やること:
1) ドラマ撮影再開の記事から、湾岸スタジオの撮影マニュアルに定められたルールをすべて書き出すこと。
2) ドラマ撮影再開の記事の最後の文に続けて、その先を書くこと。

#### 提示された文章 ####

新型コロナウイルスの感染拡大に伴い中止していた民放の連続ドラマ撮影が、再開されつつある。感染抑制のための「新撮影ルール」には、役者もスタッフもてんやわんやとなっている。フジテレビでは、「医療ドラマ」が大きな影響を受けた。
石原さとみが病院薬剤師役に挑戦した『アンサング・シンデレラ』では、撮影場所に苦労したとフジテレビ関係者が明かす。
「当初ロケ先に予定していた病院が、感染予防の観点で使用できなくなってしまったんです。
いまはお台場の「湾岸スタジオ」にセットを突貫で組んで、可能な限りそこで撮影をしていますが、スタジオにも厳しいルールが設けられていて、出演者もスタッフも戸惑ってばかりです」(フジテレビ関係者)
◆給湯室では「歯磨き禁止」
湾岸スタジオの撮影マニュアルには、こんなルールが定められていた。
〈収録開始前日に医師より感染予防の指導を仰ぐ〉
〈スタジオ入館時に検温を受ける〉
〈昼休憩、夕休憩後は再度検温と消毒を受ける〉
〈給湯室での手洗いうがい、歯磨き禁止〉
〈スタジオ前室での紙コップでのお茶、コーヒーなどの準備は休止〉
〈ドライ(※編集部注:カメラ無しで行なわれるリハーサル)、テストはフェイスシールドを着用〉
別のフジテレビ関係者が語る。

#### 抜粋データ ####

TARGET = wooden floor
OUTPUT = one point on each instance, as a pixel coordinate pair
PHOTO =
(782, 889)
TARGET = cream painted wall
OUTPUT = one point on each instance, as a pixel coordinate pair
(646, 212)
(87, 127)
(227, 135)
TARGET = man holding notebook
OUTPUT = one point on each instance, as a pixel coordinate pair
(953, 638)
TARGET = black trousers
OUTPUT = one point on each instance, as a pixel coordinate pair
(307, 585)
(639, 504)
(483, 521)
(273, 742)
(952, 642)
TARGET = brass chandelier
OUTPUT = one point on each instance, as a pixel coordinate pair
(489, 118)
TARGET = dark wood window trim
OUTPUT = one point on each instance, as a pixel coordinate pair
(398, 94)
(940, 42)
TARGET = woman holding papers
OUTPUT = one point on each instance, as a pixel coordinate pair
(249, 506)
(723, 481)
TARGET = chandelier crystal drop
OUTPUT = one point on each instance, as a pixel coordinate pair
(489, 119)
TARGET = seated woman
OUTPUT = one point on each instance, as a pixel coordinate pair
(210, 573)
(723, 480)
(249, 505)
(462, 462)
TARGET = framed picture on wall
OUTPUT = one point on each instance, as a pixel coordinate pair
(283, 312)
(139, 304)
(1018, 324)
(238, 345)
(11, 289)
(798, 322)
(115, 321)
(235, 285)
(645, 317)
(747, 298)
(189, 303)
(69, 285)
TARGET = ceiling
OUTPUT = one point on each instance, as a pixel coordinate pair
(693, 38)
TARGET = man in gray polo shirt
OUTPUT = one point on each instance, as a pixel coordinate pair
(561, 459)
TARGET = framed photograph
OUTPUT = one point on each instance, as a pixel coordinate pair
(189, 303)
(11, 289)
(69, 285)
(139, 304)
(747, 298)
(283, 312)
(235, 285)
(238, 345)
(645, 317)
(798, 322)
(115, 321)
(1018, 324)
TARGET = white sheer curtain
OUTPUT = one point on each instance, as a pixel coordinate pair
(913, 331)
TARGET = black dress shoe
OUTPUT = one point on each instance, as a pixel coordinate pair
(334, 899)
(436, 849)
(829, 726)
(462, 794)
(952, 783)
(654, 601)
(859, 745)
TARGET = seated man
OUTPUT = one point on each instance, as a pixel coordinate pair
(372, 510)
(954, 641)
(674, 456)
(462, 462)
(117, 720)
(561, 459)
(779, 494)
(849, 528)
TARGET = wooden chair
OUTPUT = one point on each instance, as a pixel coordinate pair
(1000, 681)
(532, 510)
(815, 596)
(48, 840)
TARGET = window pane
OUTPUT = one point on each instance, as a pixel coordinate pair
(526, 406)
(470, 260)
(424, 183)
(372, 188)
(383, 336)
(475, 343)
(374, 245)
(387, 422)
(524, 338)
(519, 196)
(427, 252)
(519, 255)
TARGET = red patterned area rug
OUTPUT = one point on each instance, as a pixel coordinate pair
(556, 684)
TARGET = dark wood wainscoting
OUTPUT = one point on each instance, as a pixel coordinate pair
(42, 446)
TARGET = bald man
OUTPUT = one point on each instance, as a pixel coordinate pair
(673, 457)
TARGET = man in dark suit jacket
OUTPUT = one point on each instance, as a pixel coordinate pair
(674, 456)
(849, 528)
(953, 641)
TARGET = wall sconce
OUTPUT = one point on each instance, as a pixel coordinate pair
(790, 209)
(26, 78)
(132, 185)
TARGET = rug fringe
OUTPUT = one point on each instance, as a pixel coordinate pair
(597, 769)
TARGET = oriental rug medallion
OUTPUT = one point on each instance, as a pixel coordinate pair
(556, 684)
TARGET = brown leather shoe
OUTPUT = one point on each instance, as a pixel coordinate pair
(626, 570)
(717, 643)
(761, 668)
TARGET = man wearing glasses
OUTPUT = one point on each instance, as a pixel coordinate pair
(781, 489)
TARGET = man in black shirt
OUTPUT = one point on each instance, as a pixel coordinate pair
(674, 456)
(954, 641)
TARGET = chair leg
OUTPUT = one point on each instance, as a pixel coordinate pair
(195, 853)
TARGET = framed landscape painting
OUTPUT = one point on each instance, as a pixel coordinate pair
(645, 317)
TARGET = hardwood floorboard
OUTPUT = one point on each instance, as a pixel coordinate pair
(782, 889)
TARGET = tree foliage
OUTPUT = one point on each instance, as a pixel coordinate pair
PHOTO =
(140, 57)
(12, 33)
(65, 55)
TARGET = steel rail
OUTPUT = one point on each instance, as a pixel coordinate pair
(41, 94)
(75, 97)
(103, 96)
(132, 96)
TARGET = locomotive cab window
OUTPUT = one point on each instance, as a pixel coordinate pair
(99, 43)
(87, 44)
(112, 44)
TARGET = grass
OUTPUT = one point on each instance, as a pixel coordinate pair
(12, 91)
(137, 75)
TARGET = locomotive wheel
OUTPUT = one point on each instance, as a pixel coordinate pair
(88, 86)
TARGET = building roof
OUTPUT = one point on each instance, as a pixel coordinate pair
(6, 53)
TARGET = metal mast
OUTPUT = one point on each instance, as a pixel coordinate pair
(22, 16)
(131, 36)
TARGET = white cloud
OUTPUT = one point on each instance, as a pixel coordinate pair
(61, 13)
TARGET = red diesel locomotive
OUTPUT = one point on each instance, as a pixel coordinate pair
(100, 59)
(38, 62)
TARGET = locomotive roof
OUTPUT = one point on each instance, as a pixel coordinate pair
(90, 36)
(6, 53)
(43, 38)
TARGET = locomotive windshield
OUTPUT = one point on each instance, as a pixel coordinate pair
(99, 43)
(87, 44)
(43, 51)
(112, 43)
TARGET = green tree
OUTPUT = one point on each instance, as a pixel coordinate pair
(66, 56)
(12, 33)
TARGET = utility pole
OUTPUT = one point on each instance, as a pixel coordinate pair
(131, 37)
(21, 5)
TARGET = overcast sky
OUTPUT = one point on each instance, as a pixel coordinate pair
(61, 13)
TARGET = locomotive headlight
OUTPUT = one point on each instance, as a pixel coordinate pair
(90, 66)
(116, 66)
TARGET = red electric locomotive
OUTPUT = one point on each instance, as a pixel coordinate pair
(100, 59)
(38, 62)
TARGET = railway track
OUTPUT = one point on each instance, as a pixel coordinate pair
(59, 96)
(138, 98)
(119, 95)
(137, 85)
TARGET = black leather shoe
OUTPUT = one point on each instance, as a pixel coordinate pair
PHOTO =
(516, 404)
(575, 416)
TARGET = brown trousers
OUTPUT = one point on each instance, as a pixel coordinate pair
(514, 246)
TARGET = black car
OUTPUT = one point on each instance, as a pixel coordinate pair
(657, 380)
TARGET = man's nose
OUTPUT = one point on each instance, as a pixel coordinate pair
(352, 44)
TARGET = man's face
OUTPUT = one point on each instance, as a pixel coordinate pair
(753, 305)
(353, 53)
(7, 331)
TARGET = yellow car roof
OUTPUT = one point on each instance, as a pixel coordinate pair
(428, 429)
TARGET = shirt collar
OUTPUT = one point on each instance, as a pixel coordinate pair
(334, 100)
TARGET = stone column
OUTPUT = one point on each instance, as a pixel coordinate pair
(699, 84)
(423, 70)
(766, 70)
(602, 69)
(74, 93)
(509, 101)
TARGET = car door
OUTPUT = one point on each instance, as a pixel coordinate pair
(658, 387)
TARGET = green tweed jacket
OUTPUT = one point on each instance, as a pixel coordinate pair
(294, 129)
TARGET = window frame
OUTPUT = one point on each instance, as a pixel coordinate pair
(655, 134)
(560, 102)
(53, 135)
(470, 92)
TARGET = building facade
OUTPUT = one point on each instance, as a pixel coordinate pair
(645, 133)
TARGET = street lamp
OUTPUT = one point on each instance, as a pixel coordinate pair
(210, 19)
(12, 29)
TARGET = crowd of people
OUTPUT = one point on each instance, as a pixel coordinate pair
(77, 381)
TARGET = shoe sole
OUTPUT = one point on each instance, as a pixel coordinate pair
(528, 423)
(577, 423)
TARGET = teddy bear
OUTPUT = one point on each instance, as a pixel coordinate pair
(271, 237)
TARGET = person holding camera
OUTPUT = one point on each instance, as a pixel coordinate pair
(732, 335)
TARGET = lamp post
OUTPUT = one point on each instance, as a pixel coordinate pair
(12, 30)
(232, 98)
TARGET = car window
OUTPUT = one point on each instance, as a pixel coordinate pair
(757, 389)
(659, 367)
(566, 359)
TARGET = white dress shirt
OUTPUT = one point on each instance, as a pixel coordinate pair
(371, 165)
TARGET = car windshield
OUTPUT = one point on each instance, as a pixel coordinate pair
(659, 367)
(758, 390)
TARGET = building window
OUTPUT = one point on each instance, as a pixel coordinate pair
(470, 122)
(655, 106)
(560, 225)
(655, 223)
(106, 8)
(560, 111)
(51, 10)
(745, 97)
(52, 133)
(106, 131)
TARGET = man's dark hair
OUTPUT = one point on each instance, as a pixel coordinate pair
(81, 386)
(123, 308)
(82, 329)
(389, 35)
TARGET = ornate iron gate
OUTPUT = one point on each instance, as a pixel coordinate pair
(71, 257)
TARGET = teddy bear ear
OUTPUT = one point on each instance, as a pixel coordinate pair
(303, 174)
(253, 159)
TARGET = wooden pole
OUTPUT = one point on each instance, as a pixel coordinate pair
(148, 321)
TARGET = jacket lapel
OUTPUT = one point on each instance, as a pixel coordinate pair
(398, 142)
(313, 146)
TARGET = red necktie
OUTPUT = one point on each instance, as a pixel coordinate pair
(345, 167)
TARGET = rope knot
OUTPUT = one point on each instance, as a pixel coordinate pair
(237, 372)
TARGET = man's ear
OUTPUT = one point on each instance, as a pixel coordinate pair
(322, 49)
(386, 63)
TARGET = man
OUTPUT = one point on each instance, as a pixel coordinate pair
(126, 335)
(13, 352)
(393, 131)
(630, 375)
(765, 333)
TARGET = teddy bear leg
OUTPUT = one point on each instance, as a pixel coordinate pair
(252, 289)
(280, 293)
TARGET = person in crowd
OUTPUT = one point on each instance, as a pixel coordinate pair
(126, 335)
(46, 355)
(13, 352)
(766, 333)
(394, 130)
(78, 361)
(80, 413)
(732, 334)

####

項目ごとの解答:
1)
・収録開始前日に医師より感染予防の指導を仰ぐ
・スタジオ入館時に検温を受ける
・昼休憩、夕休憩後は再度検温と消毒を受ける
・給湯室での手洗いうがい、歯磨き禁止
・スタジオ前室での紙コップでのお茶、コーヒーなどの準備は休止
・ドライ、テストはフェイスシールドを着用

2)
「通常、医療ドラマでも会話シーンはマスクを外すものですが、今回は登場人物がマスクを着用したまま会話するシーンが増える予定だと聞いています。マスクを着けていると口元が見えないので、役者は目や表情だけで演技することになる。これが難しくて、キャストのみなさんは苦労しそう。石原さんといえば、なによりあのポッテリとした唇が魅力。彼女の唇が隠れてしまうことを残念がるスタッフは多い」
同じ湾岸スタジオでは織田裕二主演の『SUITS シーズン2』の収録も始まっている。
演技や演出に強いこだわりを持つ織田だけに、カットを重ねないスピード重視の撮影には「やや物足りなそうにしている」(ドラマスタッフ)そうだ。